▶ [Your objective]:
Below is a set of records. Repeat all of them exactly.

▶ [Records supplied]:
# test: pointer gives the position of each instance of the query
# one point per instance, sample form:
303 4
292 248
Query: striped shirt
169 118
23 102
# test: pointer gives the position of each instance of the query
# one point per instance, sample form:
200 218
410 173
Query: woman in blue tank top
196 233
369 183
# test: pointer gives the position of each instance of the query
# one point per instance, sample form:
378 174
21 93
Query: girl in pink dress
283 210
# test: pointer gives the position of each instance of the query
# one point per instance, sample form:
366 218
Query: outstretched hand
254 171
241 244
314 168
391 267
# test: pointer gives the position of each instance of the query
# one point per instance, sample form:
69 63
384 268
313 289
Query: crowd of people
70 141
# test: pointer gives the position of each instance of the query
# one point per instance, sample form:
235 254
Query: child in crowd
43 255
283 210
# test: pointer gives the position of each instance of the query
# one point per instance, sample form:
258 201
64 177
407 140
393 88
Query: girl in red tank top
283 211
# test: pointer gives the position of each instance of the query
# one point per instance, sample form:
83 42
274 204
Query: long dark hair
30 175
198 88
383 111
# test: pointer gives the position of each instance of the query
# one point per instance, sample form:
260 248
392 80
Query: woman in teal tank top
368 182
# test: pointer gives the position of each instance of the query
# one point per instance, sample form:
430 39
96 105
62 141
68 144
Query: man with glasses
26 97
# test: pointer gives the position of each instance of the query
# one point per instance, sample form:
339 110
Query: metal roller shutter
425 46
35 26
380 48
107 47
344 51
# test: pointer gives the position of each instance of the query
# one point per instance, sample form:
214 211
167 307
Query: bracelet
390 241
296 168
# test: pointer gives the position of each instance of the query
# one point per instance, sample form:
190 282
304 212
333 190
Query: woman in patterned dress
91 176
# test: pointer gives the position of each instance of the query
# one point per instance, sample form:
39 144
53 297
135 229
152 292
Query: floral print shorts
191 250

▶ [Result of this task]:
# test: pointer gives the position of each instance of the query
# one point per instance, sample form:
303 4
292 248
Query: striped shirt
169 118
23 102
# test: pointer gives the position of each instance of the query
# one point per instance, sample form:
200 218
410 173
Query: woman in blue tank top
196 233
369 183
# test: pointer gives the position of each instance of the query
# one point per instance, sample form:
378 174
21 93
Query: girl in pink dress
283 210
# test: pointer gives the position of each instance of the query
# one point per instance, sample form:
366 218
Query: outstretched hand
254 171
241 244
314 168
391 267
# test: pointer gives the position of each instance of the query
# one point per instance, sample form:
69 63
384 268
313 289
Query: crowd of people
70 141
# test: pointer gives the position of each instance of the query
# one point per instance, sample form:
235 254
Query: child in crowd
43 255
283 210
# test: pointer gives the position of each instance of the query
# one point per instance, sample form:
258 201
64 177
407 140
393 88
Query: girl in red tank top
283 211
# test: pointer gives the position of each instance of the query
# one point per instance, sample form:
83 42
274 204
Query: long dark hair
30 175
198 88
383 111
# test: pointer gives the position of each instance of the query
# one point per instance, sample form:
260 248
392 80
Query: woman in teal tank top
368 182
# test: pointer gives the position of each instance of the query
# one point per instance, sample form:
430 39
96 105
62 141
68 144
Query: man with glasses
26 97
# test: pointer gives the position of each instance of the query
# one point per instance, sample form:
339 110
Query: metal roller shutter
425 46
35 26
380 48
107 47
344 51
# test: pointer gives the position of each instance of the query
# one point per instance, sample form:
214 211
167 307
Query: bracelet
390 241
296 168
# test: pointer gives the position of each instance of the query
# one point per instance, sample form:
190 282
304 212
333 190
Query: woman in patterned dress
91 176
# test: pointer gives the position of each instance of the query
# one point per instance, sample form:
39 144
53 297
135 229
152 292
Query: floral print shorts
191 250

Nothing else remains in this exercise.